本文抜粋:
24年ぶりのリーグ制覇を目指す横浜DeNAは開幕から25試合を終えて、10勝15敗の5位と昨季に続いてスタートダッシュに失敗した。開幕前の順位予想で優勝に推した高木由一氏が、チームの問題点を指摘し、5月反攻のキーマンを挙げた。
3、4月の時点で借金は五つ。ここまで膨らむとは想像できなかった。新型コロナウイルス感染拡大の影響などで、万全の戦力で戦えなかったのは三浦監督にとって不運だったが、その一言だけでは片付けられない場面が負け試合で散見された。
4月22日の広島戦では4点を追う六回無死一、二塁から佐野が強攻策で二飛に打ち取られた。最低でも一、三塁という場面で工夫が全く見られなかった。24日は同点の九回無死一塁で大和にバントのサインを出さず、右飛に抑えられて流れをつかめなかった。広島に開幕から6連敗しているのは、淡泊な攻めが原因のように思える。秋季トレーニングから春季キャンプまで、首脳陣は何を訴えてきたか。
チーム全体で一つ先の塁を目指し、1点でも多く得点を取ることではないか。キャンプやオープン戦だったらバットを短く持ってでも走者を進めたはず。シーズンに入ってからはやらないのか、できないのか。いまいち三浦監督の野球が見えてこない。今のままでは最下位に沈んだ去年と変わらない。原点回帰でしつこくやっていくしかない。

読解問題:
#1 本文抜粋によると、横浜DeNAは開幕から25試合を終えた時点で何勝何敗だったか。
#2 横浜DeNAの序盤戦を論じた本文抜粋について、最後の文の後から続きを書き進めよ。
次に掲げる行は、本文抜粋とは別の出典から採ったものである。

掲載データ:
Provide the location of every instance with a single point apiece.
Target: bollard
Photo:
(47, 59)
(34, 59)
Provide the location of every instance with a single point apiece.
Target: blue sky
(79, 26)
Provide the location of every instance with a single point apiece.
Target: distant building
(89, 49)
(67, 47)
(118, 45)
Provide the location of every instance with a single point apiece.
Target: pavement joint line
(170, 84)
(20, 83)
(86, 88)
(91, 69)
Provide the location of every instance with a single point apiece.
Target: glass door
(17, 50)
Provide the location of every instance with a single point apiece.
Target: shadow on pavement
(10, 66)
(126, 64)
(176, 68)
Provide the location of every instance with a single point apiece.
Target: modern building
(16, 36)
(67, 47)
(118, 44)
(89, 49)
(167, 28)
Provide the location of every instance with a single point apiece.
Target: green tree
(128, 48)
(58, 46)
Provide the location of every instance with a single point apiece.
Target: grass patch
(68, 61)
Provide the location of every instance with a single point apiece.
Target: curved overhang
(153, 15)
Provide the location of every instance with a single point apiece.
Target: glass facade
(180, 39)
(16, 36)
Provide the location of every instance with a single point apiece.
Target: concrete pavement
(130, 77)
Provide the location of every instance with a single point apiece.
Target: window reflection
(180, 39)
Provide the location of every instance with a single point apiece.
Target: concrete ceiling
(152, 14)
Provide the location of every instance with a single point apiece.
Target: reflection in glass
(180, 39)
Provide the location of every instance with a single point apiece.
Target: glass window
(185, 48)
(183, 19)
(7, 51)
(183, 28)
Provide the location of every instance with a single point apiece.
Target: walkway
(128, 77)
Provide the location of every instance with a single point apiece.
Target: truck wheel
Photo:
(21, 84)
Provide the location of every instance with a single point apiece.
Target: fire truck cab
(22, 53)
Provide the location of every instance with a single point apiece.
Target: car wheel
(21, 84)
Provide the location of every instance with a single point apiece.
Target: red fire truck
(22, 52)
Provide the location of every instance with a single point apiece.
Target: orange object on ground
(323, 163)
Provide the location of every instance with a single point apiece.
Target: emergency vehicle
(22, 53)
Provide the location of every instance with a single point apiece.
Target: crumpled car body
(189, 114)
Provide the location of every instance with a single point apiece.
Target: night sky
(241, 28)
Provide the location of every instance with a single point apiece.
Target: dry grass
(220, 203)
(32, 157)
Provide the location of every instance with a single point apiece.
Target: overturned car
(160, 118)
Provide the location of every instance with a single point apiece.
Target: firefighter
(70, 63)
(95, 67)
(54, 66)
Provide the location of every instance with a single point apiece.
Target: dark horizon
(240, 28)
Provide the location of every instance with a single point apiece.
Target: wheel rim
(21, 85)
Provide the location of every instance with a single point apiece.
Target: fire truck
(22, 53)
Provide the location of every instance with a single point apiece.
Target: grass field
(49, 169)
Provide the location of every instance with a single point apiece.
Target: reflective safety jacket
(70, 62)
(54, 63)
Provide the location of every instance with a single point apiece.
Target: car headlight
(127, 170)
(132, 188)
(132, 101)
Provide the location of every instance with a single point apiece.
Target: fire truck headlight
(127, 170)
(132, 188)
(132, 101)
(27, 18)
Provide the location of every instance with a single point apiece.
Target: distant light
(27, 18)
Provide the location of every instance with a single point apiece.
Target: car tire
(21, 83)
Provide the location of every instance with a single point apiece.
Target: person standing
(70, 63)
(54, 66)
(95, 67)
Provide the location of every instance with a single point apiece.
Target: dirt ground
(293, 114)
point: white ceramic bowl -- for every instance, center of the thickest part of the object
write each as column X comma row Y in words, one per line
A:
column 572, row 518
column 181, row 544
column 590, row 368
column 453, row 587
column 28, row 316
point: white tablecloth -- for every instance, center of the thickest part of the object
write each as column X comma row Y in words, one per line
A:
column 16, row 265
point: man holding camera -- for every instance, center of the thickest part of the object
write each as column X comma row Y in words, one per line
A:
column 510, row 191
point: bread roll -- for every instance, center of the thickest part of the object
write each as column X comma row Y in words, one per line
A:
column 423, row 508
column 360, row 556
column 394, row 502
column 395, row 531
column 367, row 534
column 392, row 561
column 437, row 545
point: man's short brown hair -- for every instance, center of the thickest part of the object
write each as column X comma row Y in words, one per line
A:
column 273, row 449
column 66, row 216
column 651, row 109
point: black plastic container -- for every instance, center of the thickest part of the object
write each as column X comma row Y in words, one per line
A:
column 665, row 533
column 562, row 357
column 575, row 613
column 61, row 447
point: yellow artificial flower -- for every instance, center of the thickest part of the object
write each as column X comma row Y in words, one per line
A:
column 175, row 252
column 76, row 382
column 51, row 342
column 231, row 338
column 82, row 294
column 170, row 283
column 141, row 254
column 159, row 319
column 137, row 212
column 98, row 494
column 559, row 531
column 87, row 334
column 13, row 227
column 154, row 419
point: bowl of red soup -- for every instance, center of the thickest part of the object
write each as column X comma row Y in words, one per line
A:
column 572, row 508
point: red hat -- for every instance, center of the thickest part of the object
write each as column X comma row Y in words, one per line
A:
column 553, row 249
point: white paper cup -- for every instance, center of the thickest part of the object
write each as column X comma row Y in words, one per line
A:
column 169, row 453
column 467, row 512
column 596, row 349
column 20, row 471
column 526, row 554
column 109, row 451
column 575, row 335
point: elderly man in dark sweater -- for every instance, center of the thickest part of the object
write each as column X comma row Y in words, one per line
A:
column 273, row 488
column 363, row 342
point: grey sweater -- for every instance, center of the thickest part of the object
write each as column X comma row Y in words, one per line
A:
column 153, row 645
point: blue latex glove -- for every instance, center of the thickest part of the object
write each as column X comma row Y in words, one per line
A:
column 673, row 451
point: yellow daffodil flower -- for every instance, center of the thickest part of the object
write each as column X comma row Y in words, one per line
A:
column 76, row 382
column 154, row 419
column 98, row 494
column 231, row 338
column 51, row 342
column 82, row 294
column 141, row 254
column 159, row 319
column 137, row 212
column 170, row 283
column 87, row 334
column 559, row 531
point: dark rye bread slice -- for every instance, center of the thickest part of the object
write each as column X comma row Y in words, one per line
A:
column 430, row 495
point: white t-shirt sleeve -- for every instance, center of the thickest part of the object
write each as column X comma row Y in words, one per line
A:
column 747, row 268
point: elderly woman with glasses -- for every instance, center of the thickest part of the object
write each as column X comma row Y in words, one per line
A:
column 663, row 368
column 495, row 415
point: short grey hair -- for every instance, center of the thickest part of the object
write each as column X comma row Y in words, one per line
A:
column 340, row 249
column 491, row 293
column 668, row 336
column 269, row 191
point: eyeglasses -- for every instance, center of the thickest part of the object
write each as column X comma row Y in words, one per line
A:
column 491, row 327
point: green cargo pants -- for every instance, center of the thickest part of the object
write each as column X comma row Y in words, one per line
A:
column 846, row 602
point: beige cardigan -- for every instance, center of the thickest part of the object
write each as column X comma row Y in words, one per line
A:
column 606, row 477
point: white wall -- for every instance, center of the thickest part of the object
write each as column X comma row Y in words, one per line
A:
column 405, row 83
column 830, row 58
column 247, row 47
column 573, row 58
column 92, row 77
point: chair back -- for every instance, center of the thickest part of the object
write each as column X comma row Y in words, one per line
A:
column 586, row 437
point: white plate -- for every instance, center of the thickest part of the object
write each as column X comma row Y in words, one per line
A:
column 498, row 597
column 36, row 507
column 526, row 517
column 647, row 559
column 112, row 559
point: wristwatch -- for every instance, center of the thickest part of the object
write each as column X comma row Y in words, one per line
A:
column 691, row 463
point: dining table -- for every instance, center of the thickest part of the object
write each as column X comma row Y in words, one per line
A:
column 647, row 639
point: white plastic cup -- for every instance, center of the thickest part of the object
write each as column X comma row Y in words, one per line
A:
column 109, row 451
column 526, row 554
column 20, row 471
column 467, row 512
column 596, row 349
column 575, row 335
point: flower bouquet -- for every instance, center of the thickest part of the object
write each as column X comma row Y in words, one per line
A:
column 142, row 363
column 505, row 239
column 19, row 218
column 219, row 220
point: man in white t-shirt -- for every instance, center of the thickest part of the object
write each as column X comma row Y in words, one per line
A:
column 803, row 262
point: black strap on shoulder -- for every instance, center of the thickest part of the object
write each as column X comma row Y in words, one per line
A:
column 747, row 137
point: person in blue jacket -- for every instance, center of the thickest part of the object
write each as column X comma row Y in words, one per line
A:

解答:
#1 10勝15敗である。

#2
もう一つの課題はレギュラー不在を若手や中堅はどう捉えたのか。何が何でもレギュラーを奪い取ろうとする選手が台頭しなかったことは本当に寂しい。若手は技術的な問題もあるだろうが、負傷離脱した宮崎の代わりに出場した柴田や倉本も何もアピールできていない。ここが正念場だ。
5月からの巻き返しには、1軍に合流した今永を中心に、石田や浜口がチームに戻り、先発陣がまずゲームをつくること。つまりバッテリーを含めた守りから固める。その上でキャンプでやってきたことを見直し、つなぐ野球を推し進める。
キーマンは切り込み隊長の桑原となる。去年よりも構える際に手が前に出ていて、うまくボールとの距離が取れていないのは気になるが、彼が復調しない限りはチームの推進力は生まれない。
2年目を迎えた三浦監督はどう勝ちたいのか。監督はやっぱり考えることも多いので、青山ヘッドコーチを中心に、コーチ陣で支えてあげてほしい。まだまだ挽回のチャンスは残されているんだから。
たかぎ・よしかず
1971年にドラフト外で大洋(現横浜DeNA)に入団。プロ16年で957安打、102本塁打、463打点。87年に引退後、1軍の打撃コーチなどを歴任。98年には「マシンガン打線」の生みの親として、日本一に貢献した。愛川町出身。73歳。